## DATASET:
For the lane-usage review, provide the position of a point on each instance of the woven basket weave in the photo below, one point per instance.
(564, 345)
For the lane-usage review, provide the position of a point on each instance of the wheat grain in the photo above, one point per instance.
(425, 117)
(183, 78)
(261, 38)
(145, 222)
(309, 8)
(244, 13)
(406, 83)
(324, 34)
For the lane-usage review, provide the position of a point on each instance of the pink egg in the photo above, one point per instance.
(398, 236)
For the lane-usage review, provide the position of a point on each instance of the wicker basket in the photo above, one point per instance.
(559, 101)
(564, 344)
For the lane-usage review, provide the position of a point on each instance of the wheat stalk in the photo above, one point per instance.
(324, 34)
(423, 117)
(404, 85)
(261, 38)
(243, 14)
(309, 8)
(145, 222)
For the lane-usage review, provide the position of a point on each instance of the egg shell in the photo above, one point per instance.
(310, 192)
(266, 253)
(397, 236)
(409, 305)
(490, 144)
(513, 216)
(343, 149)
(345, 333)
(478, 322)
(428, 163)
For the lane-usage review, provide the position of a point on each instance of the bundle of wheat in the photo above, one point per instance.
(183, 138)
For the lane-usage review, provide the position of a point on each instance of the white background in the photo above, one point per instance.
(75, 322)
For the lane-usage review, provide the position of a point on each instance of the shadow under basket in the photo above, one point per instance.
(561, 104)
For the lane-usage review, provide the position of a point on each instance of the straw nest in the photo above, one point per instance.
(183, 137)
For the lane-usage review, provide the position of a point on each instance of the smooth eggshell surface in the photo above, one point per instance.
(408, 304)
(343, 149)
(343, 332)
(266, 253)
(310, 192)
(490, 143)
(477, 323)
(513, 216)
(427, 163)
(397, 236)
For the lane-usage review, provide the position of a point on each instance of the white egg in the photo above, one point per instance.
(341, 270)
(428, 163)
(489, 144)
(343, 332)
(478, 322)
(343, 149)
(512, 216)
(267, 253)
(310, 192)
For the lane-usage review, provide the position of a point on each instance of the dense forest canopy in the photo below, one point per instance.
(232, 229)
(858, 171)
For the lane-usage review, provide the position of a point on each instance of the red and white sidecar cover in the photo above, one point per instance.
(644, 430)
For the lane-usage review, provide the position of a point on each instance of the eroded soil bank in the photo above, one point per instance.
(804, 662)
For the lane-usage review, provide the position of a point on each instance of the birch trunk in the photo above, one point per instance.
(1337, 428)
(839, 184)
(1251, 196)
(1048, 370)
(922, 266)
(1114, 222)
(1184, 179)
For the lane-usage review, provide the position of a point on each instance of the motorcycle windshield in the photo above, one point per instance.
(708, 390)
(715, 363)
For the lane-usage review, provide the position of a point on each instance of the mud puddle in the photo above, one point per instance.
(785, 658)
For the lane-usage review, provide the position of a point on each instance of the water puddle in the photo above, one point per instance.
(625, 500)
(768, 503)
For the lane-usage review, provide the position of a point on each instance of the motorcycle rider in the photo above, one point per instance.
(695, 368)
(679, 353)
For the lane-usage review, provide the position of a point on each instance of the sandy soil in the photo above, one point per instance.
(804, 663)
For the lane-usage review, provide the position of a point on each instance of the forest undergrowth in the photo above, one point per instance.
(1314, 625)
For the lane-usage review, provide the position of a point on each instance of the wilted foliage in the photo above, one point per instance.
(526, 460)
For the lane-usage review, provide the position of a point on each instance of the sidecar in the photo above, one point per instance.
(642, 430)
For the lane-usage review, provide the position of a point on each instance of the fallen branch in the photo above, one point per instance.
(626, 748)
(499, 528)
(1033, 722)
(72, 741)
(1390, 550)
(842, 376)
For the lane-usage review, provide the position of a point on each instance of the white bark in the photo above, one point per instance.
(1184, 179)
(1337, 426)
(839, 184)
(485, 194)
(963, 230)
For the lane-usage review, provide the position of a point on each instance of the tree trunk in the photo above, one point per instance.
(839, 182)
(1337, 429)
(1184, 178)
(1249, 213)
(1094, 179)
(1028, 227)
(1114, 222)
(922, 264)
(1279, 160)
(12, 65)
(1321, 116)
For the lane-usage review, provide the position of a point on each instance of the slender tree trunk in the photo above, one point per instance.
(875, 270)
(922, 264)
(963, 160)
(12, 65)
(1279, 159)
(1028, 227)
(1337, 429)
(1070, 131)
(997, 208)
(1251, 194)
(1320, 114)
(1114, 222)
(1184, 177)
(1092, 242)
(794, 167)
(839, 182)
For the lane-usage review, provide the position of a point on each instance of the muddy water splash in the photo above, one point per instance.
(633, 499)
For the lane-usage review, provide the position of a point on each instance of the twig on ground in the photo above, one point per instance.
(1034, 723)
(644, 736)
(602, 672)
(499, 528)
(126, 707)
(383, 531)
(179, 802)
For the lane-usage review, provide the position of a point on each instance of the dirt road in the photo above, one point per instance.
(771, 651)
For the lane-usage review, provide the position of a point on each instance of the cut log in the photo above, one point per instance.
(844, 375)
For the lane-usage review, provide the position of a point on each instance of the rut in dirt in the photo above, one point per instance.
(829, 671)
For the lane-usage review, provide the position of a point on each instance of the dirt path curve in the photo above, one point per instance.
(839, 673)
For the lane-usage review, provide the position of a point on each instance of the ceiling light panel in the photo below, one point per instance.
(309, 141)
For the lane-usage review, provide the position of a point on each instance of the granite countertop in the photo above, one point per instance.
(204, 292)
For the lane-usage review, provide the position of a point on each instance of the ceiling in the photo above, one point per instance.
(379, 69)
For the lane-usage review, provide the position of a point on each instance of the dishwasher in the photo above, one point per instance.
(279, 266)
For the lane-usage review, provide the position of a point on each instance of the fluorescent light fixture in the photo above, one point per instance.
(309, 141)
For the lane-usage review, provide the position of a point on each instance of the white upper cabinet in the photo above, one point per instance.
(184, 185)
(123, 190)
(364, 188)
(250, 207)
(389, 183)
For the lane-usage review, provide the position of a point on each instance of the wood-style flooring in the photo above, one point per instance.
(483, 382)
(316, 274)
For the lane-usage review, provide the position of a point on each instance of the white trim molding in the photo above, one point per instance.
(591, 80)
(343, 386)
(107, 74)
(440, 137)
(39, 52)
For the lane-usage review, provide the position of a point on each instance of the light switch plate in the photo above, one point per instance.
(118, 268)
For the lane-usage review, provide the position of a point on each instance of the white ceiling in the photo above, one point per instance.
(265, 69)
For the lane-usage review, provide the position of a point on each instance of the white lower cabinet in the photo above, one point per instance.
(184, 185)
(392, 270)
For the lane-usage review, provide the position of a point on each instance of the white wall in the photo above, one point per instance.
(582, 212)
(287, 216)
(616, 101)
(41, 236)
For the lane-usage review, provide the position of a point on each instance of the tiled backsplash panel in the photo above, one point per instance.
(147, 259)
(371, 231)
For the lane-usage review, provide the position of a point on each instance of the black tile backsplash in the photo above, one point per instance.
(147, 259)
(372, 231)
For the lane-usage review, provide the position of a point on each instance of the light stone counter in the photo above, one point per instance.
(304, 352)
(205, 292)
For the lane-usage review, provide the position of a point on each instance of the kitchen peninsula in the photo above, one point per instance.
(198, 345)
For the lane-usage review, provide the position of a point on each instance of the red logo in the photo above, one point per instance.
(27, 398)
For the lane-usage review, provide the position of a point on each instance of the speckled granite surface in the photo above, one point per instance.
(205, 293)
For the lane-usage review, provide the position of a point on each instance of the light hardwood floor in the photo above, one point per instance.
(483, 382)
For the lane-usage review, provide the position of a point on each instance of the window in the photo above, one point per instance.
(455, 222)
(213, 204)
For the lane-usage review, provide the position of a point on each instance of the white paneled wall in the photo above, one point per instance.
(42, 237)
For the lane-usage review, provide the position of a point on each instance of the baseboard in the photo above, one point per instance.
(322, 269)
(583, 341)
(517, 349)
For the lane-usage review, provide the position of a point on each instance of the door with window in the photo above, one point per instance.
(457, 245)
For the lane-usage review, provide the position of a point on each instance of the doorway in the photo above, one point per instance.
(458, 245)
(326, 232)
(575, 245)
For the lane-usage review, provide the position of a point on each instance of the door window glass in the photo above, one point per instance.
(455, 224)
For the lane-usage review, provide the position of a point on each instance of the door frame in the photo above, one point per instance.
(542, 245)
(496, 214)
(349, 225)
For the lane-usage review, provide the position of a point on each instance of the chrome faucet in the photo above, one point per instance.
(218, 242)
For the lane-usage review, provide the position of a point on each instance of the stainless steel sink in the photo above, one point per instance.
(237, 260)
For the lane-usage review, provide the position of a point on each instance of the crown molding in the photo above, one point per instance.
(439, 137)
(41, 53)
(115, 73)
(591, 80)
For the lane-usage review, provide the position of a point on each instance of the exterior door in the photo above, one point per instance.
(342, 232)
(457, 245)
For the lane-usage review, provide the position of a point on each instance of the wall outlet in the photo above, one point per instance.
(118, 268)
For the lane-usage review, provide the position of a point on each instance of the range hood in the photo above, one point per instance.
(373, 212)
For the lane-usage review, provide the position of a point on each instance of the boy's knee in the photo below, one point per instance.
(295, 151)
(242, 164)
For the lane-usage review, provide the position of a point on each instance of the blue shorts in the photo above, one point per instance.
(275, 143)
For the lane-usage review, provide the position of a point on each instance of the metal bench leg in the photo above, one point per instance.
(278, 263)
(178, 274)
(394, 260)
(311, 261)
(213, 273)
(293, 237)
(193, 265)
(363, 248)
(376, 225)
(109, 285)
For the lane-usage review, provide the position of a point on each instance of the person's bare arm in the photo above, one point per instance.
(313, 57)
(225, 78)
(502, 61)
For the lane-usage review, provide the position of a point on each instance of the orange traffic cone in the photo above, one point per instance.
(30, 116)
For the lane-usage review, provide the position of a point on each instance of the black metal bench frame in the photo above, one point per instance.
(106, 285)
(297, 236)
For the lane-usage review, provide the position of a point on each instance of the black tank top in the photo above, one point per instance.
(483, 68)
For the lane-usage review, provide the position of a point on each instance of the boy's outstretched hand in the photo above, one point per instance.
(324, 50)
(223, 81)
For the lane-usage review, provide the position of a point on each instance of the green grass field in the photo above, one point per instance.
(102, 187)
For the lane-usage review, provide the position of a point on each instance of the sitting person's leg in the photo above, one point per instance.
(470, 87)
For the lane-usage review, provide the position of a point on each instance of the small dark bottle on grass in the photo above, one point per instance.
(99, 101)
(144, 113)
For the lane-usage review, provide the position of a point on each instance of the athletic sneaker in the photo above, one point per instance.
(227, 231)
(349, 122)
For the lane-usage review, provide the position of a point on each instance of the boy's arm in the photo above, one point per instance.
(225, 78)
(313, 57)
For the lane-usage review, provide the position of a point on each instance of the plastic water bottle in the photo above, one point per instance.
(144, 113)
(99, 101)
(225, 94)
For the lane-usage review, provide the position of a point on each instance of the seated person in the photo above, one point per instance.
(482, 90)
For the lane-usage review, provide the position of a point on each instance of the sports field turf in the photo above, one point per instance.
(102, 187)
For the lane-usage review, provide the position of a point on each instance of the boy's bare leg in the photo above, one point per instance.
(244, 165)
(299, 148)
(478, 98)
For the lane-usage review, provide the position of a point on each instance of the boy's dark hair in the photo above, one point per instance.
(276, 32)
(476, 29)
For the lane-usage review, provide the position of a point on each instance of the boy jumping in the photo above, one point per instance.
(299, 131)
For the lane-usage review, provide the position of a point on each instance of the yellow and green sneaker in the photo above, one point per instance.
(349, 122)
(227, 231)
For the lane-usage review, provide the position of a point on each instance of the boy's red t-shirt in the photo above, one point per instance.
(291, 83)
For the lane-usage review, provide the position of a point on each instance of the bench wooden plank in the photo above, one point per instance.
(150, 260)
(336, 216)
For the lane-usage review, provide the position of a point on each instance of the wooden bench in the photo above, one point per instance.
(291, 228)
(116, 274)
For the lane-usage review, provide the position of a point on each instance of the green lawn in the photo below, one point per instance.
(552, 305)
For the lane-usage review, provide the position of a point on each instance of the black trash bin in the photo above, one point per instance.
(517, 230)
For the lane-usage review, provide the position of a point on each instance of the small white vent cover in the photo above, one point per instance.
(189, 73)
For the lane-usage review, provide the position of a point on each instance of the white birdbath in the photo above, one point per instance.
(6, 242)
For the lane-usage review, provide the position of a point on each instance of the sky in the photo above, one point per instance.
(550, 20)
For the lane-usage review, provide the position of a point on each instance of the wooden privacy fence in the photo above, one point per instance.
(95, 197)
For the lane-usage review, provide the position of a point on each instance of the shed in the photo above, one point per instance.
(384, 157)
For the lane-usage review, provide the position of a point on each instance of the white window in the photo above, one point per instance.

## REQUIRED ACTION:
Only the lines from the one that contains "the white birdbath" to the end of the data should be output, exactly as they appear.

## OUTPUT:
For the lane-usage review, provide the position of a point on each instance of the white birdbath in the photo above, one point per instance.
(6, 242)
For the lane-usage review, provide the position of a point on each instance of the sky in the photo above, one point per instance.
(550, 20)
For the lane-usage review, provide the position of a point on each instance of the wooden privacy fence in the photo above, one point per instance.
(95, 197)
For the lane-usage review, provide the position of a point on each instance of the shed in the photo above, one point per instance.
(384, 157)
For the lane-usage review, provide the position of a point on each instance of the white window in the photo above, one point per instance.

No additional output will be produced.